-- start --
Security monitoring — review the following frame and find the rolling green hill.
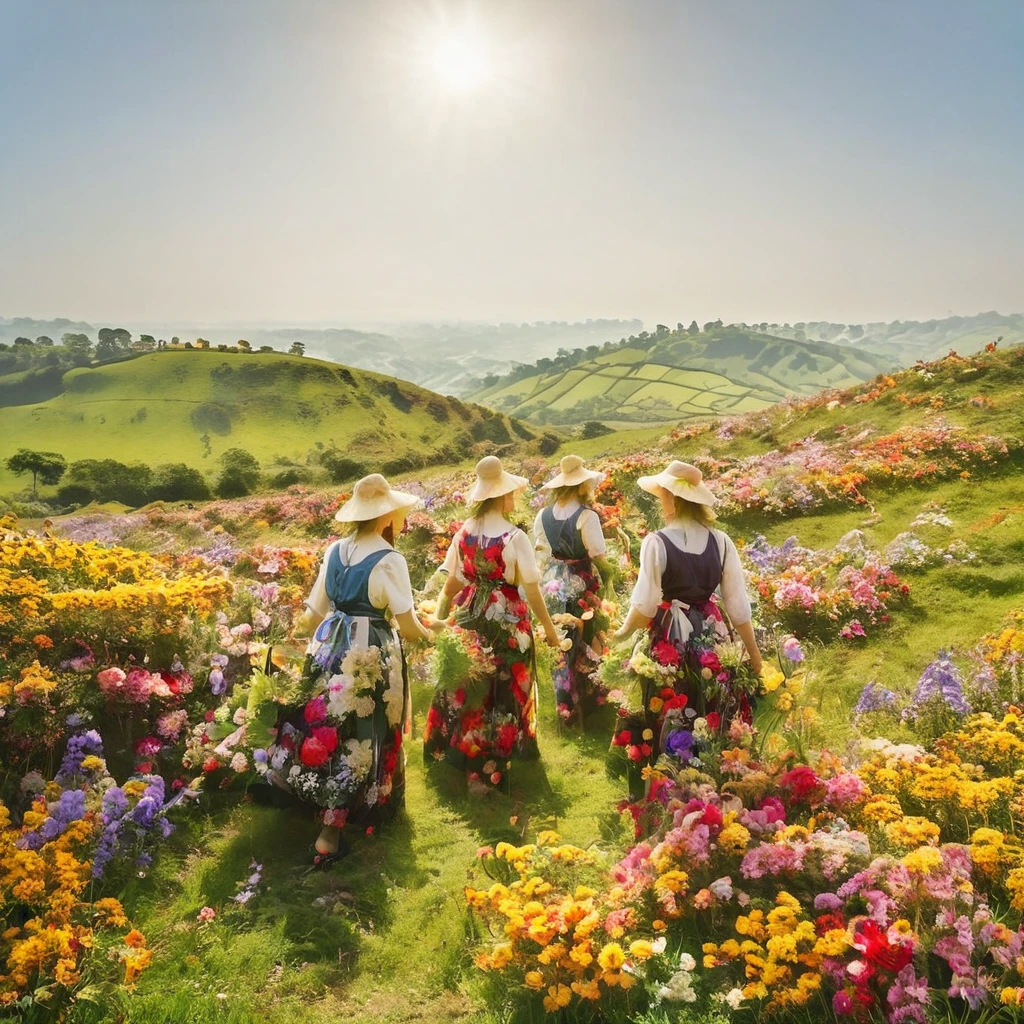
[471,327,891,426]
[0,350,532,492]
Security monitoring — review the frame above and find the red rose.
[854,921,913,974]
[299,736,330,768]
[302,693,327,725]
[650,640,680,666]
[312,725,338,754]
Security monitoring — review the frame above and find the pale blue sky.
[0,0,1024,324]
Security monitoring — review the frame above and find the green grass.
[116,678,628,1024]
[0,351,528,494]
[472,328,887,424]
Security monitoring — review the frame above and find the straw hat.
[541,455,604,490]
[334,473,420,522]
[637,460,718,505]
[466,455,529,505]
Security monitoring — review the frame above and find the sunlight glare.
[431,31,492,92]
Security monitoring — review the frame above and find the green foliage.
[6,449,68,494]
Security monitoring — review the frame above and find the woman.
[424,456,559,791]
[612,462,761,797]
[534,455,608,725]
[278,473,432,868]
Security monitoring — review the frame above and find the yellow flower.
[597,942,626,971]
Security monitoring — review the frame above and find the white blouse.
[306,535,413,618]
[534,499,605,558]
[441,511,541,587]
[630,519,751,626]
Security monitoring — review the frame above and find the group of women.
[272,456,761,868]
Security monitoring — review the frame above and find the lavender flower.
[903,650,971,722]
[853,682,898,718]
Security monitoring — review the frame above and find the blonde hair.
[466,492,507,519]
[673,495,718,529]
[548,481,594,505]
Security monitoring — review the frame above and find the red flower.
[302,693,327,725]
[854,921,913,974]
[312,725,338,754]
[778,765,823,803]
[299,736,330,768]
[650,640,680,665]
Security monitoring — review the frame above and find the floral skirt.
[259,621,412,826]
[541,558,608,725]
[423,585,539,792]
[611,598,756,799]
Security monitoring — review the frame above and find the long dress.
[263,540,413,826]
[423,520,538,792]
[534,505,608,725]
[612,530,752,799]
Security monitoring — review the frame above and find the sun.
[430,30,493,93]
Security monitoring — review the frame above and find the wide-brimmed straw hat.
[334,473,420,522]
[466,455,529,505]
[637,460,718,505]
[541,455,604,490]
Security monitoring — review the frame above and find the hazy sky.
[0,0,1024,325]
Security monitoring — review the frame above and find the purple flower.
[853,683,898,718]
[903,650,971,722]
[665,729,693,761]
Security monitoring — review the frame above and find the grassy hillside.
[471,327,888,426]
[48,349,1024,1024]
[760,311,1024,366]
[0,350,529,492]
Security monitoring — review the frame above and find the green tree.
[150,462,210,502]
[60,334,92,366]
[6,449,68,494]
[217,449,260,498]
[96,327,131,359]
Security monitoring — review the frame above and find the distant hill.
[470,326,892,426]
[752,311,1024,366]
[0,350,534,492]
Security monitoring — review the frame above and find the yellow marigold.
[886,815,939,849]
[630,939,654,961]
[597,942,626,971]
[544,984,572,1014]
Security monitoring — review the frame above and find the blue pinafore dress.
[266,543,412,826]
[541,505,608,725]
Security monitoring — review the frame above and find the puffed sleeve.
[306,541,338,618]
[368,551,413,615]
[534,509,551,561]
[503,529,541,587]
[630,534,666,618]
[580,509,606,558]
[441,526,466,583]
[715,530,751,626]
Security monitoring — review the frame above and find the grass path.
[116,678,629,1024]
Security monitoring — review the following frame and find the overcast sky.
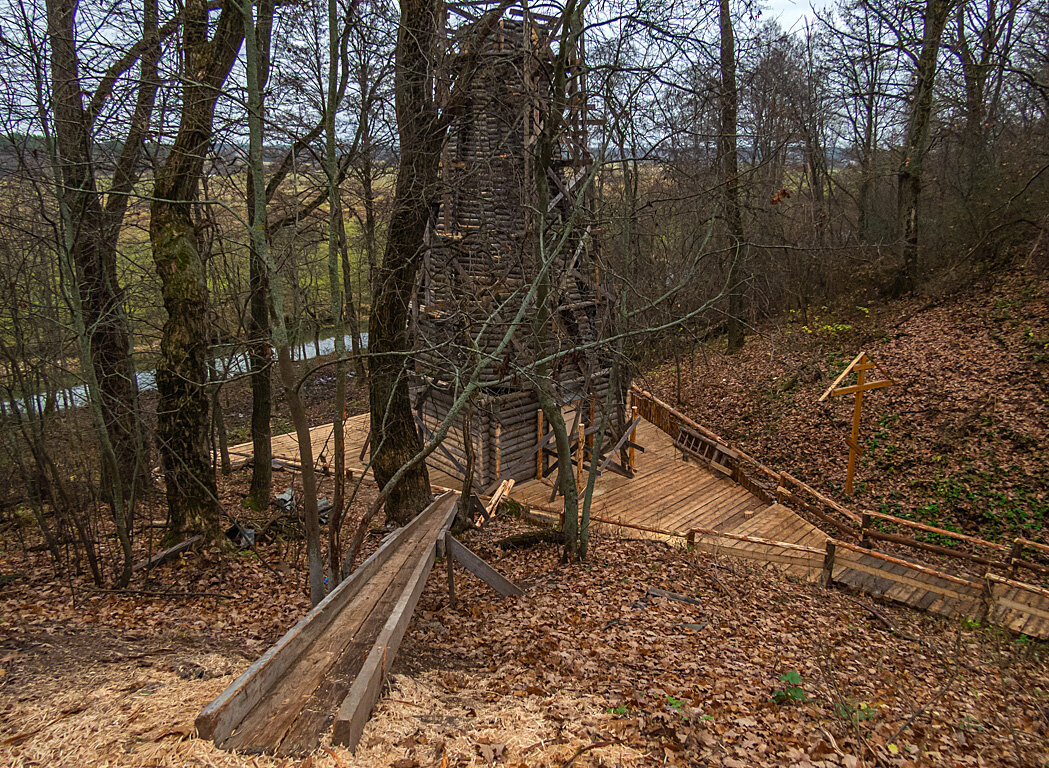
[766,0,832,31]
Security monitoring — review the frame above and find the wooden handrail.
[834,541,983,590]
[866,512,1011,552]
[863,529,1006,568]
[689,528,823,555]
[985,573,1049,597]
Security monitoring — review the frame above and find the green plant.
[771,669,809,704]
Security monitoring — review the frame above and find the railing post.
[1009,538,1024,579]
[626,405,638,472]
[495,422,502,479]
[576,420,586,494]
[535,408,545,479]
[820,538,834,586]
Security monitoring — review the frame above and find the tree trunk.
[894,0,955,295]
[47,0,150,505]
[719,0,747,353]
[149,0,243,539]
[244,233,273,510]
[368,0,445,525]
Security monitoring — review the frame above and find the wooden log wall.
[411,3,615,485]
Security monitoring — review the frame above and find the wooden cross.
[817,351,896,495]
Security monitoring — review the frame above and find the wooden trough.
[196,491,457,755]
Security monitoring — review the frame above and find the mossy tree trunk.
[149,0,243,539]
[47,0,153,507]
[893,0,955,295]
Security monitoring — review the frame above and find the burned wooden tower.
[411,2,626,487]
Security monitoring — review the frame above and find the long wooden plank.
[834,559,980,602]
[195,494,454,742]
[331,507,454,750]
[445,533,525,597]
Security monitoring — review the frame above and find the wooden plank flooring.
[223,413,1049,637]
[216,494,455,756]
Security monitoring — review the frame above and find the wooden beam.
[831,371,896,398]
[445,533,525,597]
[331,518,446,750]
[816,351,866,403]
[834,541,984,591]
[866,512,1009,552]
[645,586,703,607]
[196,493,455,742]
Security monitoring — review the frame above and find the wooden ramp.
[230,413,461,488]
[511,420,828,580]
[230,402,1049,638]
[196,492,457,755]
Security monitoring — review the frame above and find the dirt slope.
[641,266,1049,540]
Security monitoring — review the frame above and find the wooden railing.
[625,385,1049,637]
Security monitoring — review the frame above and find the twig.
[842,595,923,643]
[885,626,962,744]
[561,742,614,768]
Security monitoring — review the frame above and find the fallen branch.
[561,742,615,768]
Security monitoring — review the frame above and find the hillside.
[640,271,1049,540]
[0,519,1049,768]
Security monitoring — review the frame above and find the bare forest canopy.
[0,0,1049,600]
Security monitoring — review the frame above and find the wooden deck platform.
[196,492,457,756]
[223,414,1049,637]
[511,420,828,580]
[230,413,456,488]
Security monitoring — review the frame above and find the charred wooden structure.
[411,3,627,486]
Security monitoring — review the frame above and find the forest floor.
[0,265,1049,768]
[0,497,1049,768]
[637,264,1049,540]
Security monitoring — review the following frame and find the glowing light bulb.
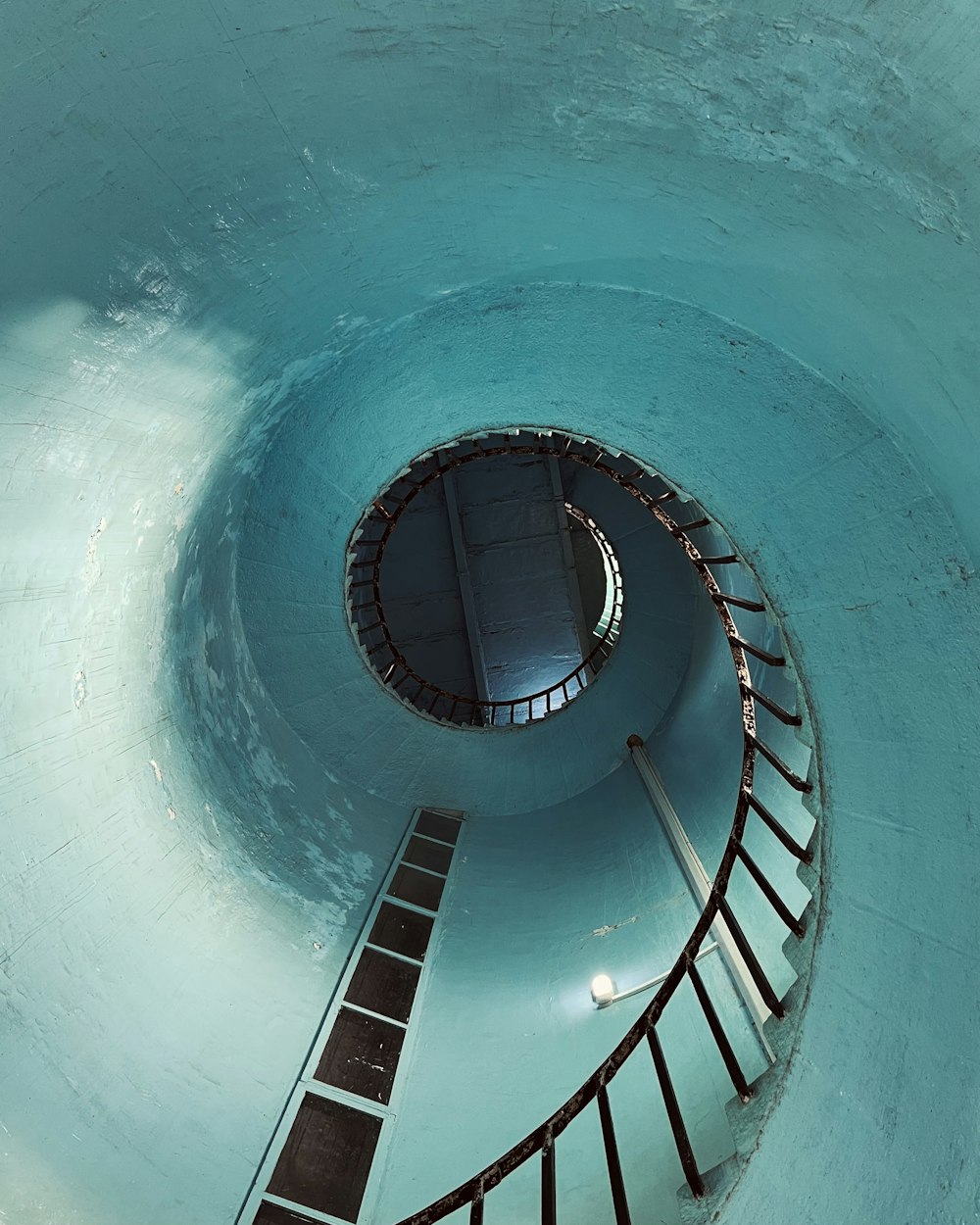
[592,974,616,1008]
-- end --
To do →
Reproduce the material above word for word, leaving out the pictures.

Result for this exercise →
Security monitoring — review the following frame and find the rolling green hill.
[471,327,891,426]
[0,350,532,492]
Security monitoring — review the frame above and find the red rose.
[854,921,913,974]
[299,736,330,768]
[302,693,327,725]
[650,640,680,666]
[312,725,338,754]
Security monitoring — review the frame above and find the pale blue sky.
[0,0,1024,324]
Security monitoring — review the frame above and find the green grass.
[116,678,628,1024]
[0,351,528,494]
[472,328,887,424]
Security monitoring — review the frame above and find the straw hat.
[541,455,604,490]
[334,473,420,522]
[637,460,718,505]
[466,455,529,505]
Security monitoring — review the frame above and find the sunlight glare.
[431,31,492,92]
Security monitoring — review the frame above and find the green foliage.
[6,449,68,494]
Security monitoring — review the frame above and find the woman.
[424,456,559,791]
[612,462,761,797]
[534,455,608,725]
[278,473,432,868]
Security monitoring — review the frame above and find the yellow flower.
[597,942,626,971]
Security monitoring — review the frame above and find the white blouse.
[306,535,413,618]
[534,499,605,558]
[441,511,541,587]
[630,519,751,626]
Security monitoring — review the frame above and find the group of women.
[272,456,761,868]
Security monitoring — review the frame above and find the lavender flower.
[903,650,971,722]
[853,682,898,718]
Security monitoring — review the frame above and find the blonde hair.
[466,492,507,519]
[673,495,718,529]
[548,481,594,505]
Security monitoring — review the frame above and find the red flower.
[302,693,327,725]
[854,921,913,974]
[312,725,338,754]
[778,765,823,803]
[299,736,330,768]
[650,640,680,665]
Security monitoring — review the frame above and find the floral skirt.
[259,621,412,826]
[541,558,608,725]
[423,585,539,792]
[611,598,756,799]
Security monitoring — review the frame above and find the long dress.
[263,540,413,826]
[423,520,538,792]
[534,505,608,725]
[612,530,752,799]
Security monitoring — review the frame above and find the sun.
[430,30,493,93]
Security monitoring — review the frame above and find the wide-brimmed straw hat.
[334,473,420,522]
[466,455,529,505]
[637,460,718,505]
[541,455,604,490]
Security monitoring — review the frame above and find the hazy sky.
[0,0,1024,325]
Security monitoring — review the frame above and find the purple flower.
[853,683,898,718]
[903,650,971,722]
[665,729,693,761]
Security monitoring — review the frame above and find the grassy hillside.
[471,327,888,426]
[48,349,1024,1024]
[760,311,1024,366]
[0,350,529,492]
Security monitoring — review the frame above and find the green tree.
[150,462,210,502]
[60,334,92,366]
[6,449,68,494]
[217,449,260,498]
[96,327,131,359]
Security monitoring — review the frame above and find the distant hill.
[470,326,892,426]
[752,311,1024,366]
[0,350,534,492]
Security monitoring — review the frame above and find the yellow marigold.
[886,815,939,849]
[630,939,654,961]
[597,942,626,971]
[544,984,572,1014]
Security monitoring — review the frame above and find the blue pinafore dress.
[266,543,412,826]
[541,505,608,725]
Security monitoring — review the frame above and find the puffed sleeve.
[306,541,338,618]
[368,551,413,615]
[534,509,551,561]
[503,529,541,587]
[630,534,666,618]
[580,509,606,558]
[441,526,466,583]
[715,530,751,626]
Security monitoring — review the frame above and find the grass path.
[116,678,629,1024]
Security monitoring — review the following frame and find the overcast sky.
[766,0,832,31]
Security monitoring — review the frame above and find the wooden handrail.
[834,541,983,590]
[866,512,1011,552]
[863,529,1006,568]
[689,528,823,555]
[985,573,1049,597]
Security monitoring — review the frame above and find the green plant.
[771,669,809,704]
Security monitoring — review the frame above and find the railing post.
[1009,538,1024,579]
[626,405,638,472]
[495,422,502,479]
[576,420,586,494]
[535,408,545,479]
[820,538,834,586]
Security monitoring — review the frame above and find the tree trunk.
[894,0,955,295]
[47,0,150,505]
[719,0,747,353]
[149,0,243,539]
[244,233,273,510]
[368,0,445,525]
Security monitoring — review the frame above and find the wooden log wall.
[411,3,615,485]
Security monitoring — review the frame above and find the wooden cross.
[817,351,896,495]
Security monitoring — review the frame above and find the wooden trough.
[196,491,457,755]
Security monitoring — review the frame above and find the mossy tree trunk.
[149,0,243,539]
[47,0,153,507]
[893,0,955,295]
Security monitoring — review the frame above and find the burned wooden tower.
[411,2,626,487]
Security monitoring — review the frame above and find the long wooden plank.
[834,559,980,602]
[195,494,454,742]
[331,507,454,750]
[445,533,525,597]
Security monitoring — review the frame above and find the wooden plank flooring.
[223,413,1049,637]
[216,494,455,756]
Security monitoring — review the frame above and find the wooden beam.
[831,371,896,398]
[445,533,525,597]
[331,518,446,750]
[816,351,866,403]
[834,541,984,591]
[866,512,1009,552]
[645,586,703,607]
[196,493,455,742]
Security monitoring — review the frame above and find the wooden ramp.
[230,413,461,488]
[511,420,828,580]
[230,402,1049,638]
[196,492,457,755]
Security monitoring — review the frame above and find the dirt slope.
[641,266,1049,540]
Security monitoring — review the frame above and find the wooden railing.
[625,385,1049,637]
Security monitoring — review the frame above and find the twig.
[842,595,923,643]
[885,626,962,744]
[561,742,614,768]
Security monitoring — review the frame above and find the fallen branch.
[561,742,615,768]
Security monitoring — review the frame above and find the hillside.
[640,271,1049,540]
[0,519,1049,768]
Security monitoring — review the frame above and find the bare forest canopy.
[0,0,1049,600]
Security monitoring — review the frame above and find the wooden deck platform.
[196,492,457,756]
[223,414,1049,637]
[511,420,828,580]
[230,413,456,488]
Security monitoring — review the frame above and find the charred wooden structure.
[411,3,627,486]
Security monitoring — review the frame above and find the forest floor.
[0,265,1049,768]
[0,497,1049,768]
[637,264,1049,540]
Security monitoring — review the following frame and find the glowing light bulb.
[592,974,616,1008]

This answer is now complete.